● Written problem
Change "input image" to "source image" throughout the rows below and leave every other word intact. Omit the pictures from your output.

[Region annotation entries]
::::

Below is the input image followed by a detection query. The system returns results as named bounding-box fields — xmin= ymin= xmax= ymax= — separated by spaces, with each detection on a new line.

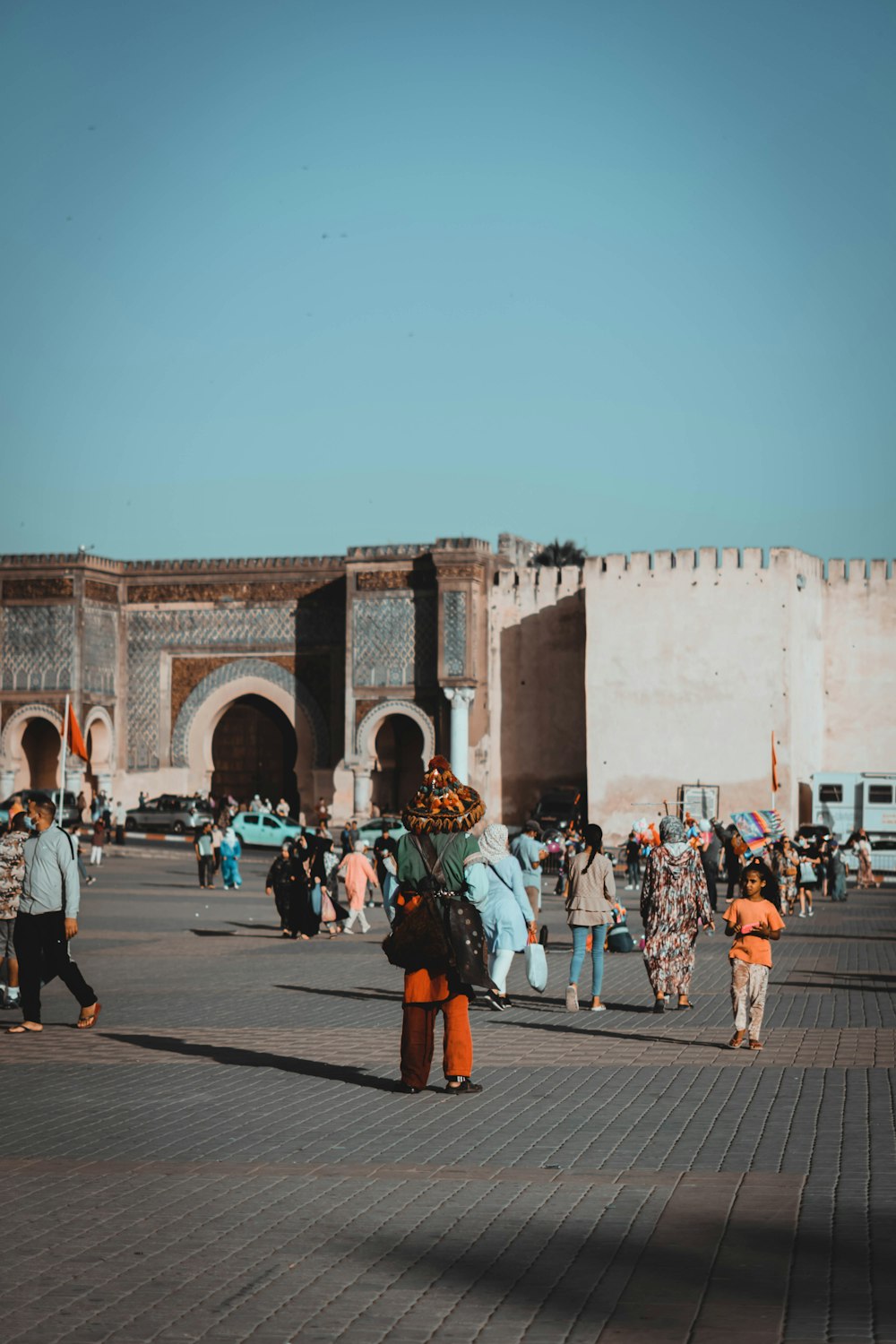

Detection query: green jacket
xmin=398 ymin=832 xmax=479 ymax=892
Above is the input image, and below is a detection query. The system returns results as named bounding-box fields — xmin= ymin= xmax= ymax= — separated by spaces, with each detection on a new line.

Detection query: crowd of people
xmin=0 ymin=757 xmax=880 ymax=1096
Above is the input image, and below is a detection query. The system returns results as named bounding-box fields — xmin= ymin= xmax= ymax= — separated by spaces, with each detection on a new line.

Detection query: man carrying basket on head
xmin=383 ymin=757 xmax=492 ymax=1097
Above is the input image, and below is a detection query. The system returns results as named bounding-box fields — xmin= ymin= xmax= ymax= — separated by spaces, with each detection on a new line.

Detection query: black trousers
xmin=12 ymin=910 xmax=97 ymax=1021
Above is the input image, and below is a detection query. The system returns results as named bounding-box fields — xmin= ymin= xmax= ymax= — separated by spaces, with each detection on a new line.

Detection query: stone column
xmin=352 ymin=765 xmax=374 ymax=820
xmin=444 ymin=685 xmax=476 ymax=784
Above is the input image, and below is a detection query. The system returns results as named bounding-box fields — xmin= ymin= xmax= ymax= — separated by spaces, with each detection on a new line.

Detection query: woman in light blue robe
xmin=220 ymin=827 xmax=243 ymax=889
xmin=463 ymin=822 xmax=536 ymax=1012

::::

● Solution to the problem
Below is the source image followed by a detection query. The system returns results as named bounding-box fields — xmin= ymin= xmax= ymax= — separated by spaces, with each detection on a new line.


Detection query: green jacket
xmin=398 ymin=832 xmax=479 ymax=892
Above is the source image, and below is a detection query. The system returns results as named bounding-box fields — xmin= ymin= xmax= ymax= — separated by spaces, with each detection on a new line.

Detection query: crowd of people
xmin=0 ymin=757 xmax=880 ymax=1096
Above is the source image, and below is a detection query. The system returns results as named bounding-box fields — xmin= ymin= xmax= ymax= — separated by spaces, with each detection on a new line.

Detection query: man carrying basket on head
xmin=383 ymin=757 xmax=492 ymax=1097
Above is the source image, and below is a detection query. The system returns results as named bounding-box fields — xmin= ymin= xmax= ymax= — separated by spaces, with each detection on a new line.

Detection query: black trousers
xmin=12 ymin=910 xmax=97 ymax=1021
Above is the source image, and below is a detection query. The system returns results as named bounding-box fields — xmin= ymin= xmax= ymax= — separated by spaces, with each detection on a new line.

Detection query: stone column
xmin=352 ymin=765 xmax=374 ymax=820
xmin=444 ymin=685 xmax=476 ymax=784
Above is the source image, and below is a detection query. The system returns results as named bounding-box fields — xmin= ymin= xmax= ymax= — separated by spaces, with each detection on a new line.

Detection query: woman in light blue robe
xmin=220 ymin=827 xmax=243 ymax=889
xmin=463 ymin=822 xmax=536 ymax=1012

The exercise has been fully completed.